**Exercise task**
Count the lines below that contain the string "bottom" and give only that number.

**Provided information**
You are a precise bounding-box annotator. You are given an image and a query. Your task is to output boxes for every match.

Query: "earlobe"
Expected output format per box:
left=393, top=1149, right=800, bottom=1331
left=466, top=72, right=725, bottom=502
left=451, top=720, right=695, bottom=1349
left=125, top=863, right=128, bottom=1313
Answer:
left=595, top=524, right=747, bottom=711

**Result of this exercise**
5